__Stated problem a__:
Copy from the listing, word for word, starting at the line that contains "label the mountain reflection" and continuing through the final line of the listing.

__Passage provided__:
Borrower [Ibrahim] applied to Lender [CDC] for a $1, 128, 000 loan (the "Loan") under the SBA 504 Loan Program. Lender has conditionally agreed to extend the Loan to the Borrower. The Loan will be used to finance or refinance a project described in the [Debenture Guarantee]. The Loan will be evidenced by the Note[2] and by the books and records of Lender and the [Central Servicing Agent appointed by Lender and accepted by Borrower in the Servicing Agent Agreement accompanying the closing documents]. The Loan will be secured by this Agreement and the other Loan Documents.[3]Lender will issue a debenture to fund the Loan. The debenture will be guaranteed by the SBA. The Note and all liens securing the Note will be transferred from Lender to the SBA to secure the SBA's guarantee of Lender's Debenture.

         Like the Debenture Guarantee, the 504 Loan Agreement provided that the Note and accompanying liens would be assigned by CDC to the SBA and that, "[a]fter said assignment, the SBA will be entitled to enforce the terms of the Note, this Agreement, and the rest of the Loan Documents." It further provided that CDC "will remain as a servicing agent for the Loan and will serve as such at the pleasure of the SBA."

         The 504 Loan Agreement further provided for the disbursement of loan proceeds, stating that the main portion of the loan would be disbursed to Sterling Bank to refinance the interim funding, and the remainder would be disbursed to cover the enumerated administrative costs. The 504 Loan Agreement provided for repayment of the loan over the next twenty years in monthly installments.

__Records for this task__:
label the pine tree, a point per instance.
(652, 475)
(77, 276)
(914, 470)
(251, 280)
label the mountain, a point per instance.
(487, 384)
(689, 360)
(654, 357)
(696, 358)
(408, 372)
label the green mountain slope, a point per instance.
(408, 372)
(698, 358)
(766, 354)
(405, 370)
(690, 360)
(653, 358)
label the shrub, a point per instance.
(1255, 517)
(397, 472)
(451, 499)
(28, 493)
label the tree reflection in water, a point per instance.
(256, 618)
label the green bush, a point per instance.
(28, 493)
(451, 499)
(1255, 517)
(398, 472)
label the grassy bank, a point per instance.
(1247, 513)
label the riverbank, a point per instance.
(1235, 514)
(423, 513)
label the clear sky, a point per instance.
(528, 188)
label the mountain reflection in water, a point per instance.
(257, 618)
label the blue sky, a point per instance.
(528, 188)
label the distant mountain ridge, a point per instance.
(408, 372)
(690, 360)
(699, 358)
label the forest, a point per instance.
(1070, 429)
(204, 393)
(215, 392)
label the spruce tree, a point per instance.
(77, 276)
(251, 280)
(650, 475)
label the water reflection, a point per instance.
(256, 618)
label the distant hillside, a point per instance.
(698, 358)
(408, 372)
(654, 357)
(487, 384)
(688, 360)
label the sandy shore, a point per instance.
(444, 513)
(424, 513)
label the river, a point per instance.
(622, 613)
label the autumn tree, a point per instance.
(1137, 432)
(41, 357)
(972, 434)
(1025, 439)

__Stated problem b__:
In the loan agreement excerpt, turn the paragraph beginning "The 504 Loan Agreement further provided for the disbursement" into a short bulleted list that keeps its main facts.

__Response a__:
label the mountain reflection in water, a point per instance.
(257, 618)
label the blue sky, a point per instance.
(528, 188)
label the distant mountain ridge, a point per instance.
(408, 372)
(690, 360)
(699, 358)
label the forest, a point per instance.
(1070, 429)
(204, 393)
(215, 392)
label the spruce tree, a point per instance.
(77, 276)
(251, 280)
(650, 475)
label the water reflection, a point per instance.
(256, 618)
label the distant hillside, a point per instance.
(698, 358)
(408, 372)
(654, 357)
(487, 384)
(688, 360)
label the sandy shore, a point per instance.
(444, 513)
(424, 513)
label the river, a point per instance.
(622, 613)
label the autumn tree, a point per instance.
(1137, 432)
(41, 357)
(972, 434)
(1025, 439)

__Response b__:
- Most of the loan proceeds would go to Sterling Bank to refinance the interim funding.
- The remainder would cover the enumerated administrative costs.
- The loan would be repaid in monthly installments over twenty years.